DIRECTIONS: Pick out every line in the rows below that contains the word "jersey", and copy each one.
* begin *
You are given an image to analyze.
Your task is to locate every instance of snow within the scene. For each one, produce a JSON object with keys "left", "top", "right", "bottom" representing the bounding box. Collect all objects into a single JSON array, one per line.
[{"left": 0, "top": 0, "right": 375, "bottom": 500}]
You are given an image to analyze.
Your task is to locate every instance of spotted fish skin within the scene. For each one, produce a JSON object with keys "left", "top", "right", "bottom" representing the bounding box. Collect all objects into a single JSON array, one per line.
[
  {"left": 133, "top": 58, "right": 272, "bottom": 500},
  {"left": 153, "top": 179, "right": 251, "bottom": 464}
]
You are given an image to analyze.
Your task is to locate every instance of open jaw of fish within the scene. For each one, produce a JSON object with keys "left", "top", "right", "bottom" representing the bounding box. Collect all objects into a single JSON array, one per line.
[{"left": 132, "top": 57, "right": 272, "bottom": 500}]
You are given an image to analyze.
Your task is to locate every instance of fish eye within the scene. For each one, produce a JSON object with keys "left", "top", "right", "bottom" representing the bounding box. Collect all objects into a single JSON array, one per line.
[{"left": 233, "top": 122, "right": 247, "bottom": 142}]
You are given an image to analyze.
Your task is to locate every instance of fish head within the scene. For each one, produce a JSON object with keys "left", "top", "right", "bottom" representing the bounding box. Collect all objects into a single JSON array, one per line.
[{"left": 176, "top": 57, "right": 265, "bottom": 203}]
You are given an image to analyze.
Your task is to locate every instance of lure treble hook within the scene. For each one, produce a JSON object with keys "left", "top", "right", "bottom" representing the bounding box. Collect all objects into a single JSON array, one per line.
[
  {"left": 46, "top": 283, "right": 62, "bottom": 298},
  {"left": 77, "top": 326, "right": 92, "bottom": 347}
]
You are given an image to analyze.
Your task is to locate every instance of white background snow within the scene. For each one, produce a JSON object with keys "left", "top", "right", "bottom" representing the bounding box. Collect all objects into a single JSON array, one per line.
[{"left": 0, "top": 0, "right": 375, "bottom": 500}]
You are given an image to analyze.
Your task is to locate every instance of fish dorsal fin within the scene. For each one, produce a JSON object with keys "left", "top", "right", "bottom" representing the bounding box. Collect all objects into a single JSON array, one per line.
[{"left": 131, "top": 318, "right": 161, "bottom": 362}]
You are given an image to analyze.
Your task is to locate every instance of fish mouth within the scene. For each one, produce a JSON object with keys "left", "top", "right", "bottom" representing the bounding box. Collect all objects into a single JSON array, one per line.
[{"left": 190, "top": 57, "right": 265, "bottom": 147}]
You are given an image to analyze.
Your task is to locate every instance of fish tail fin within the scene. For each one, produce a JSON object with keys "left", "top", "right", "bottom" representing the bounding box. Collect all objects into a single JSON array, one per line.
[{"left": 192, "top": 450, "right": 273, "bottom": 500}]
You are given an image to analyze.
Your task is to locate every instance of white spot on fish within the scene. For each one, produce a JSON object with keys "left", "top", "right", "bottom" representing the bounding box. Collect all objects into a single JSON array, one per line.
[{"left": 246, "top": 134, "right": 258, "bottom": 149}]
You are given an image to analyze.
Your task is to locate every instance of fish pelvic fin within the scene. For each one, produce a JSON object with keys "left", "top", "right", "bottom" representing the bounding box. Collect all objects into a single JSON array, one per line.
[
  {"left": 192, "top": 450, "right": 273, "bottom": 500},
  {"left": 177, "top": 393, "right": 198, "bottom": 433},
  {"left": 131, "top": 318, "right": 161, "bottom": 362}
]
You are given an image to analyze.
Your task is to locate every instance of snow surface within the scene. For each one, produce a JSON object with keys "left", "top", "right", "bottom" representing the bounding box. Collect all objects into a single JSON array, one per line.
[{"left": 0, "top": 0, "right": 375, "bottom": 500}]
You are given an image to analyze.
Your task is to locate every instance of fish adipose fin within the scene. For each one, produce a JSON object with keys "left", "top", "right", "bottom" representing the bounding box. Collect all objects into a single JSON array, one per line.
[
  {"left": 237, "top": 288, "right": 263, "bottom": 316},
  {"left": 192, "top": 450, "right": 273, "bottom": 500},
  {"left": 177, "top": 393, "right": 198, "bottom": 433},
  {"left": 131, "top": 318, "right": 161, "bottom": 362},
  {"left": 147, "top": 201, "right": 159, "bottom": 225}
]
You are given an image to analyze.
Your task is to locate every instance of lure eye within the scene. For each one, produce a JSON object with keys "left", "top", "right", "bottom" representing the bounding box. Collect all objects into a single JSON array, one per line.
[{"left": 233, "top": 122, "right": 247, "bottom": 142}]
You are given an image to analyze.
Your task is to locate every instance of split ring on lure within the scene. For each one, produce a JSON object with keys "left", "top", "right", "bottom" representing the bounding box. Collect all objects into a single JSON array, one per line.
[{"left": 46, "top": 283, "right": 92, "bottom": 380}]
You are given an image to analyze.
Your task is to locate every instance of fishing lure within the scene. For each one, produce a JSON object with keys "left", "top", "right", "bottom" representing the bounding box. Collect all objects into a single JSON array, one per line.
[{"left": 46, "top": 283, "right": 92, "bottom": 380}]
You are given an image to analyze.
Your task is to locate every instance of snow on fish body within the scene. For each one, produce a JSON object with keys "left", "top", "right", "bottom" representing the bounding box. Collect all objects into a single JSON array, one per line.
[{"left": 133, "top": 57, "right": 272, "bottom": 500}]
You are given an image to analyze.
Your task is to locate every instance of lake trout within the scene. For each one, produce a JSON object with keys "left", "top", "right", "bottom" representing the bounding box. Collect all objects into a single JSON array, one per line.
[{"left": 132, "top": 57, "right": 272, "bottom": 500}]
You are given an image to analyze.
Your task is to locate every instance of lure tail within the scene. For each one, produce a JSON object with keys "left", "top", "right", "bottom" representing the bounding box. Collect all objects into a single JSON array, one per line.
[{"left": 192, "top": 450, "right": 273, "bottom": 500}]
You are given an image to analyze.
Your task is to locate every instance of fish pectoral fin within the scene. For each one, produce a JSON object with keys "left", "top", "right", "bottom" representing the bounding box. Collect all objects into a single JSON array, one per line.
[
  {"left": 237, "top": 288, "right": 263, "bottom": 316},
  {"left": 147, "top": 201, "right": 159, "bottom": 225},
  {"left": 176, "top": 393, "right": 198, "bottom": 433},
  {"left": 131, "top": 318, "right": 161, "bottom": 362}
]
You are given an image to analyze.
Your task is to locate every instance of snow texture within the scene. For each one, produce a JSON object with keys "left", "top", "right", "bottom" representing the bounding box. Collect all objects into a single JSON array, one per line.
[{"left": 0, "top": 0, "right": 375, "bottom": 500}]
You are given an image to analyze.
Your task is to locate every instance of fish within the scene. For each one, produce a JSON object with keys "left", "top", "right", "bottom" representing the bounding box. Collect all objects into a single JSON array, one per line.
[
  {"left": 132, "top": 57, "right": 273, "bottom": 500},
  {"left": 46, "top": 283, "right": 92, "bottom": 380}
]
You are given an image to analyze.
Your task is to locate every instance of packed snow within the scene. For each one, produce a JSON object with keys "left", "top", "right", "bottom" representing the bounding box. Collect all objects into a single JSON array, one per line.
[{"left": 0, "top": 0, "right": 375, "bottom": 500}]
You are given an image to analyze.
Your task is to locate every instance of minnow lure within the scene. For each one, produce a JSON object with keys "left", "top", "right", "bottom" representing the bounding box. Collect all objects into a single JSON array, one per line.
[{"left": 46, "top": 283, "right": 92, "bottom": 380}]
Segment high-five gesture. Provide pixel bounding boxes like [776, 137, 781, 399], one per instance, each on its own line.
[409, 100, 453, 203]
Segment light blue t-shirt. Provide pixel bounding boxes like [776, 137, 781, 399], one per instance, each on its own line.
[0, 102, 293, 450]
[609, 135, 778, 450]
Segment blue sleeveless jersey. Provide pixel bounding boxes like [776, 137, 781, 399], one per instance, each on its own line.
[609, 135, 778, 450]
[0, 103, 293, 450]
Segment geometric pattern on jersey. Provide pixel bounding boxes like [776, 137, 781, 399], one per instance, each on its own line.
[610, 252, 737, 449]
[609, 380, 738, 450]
* end *
FULL OUTPUT:
Segment blue sleeveless jersey. Provide pixel bounding boxes like [776, 137, 781, 399], one per instance, each on its own line.
Segment geometric pattern on jersey. Provide pixel bounding boxes like [776, 137, 781, 399], one per instance, each on its own line.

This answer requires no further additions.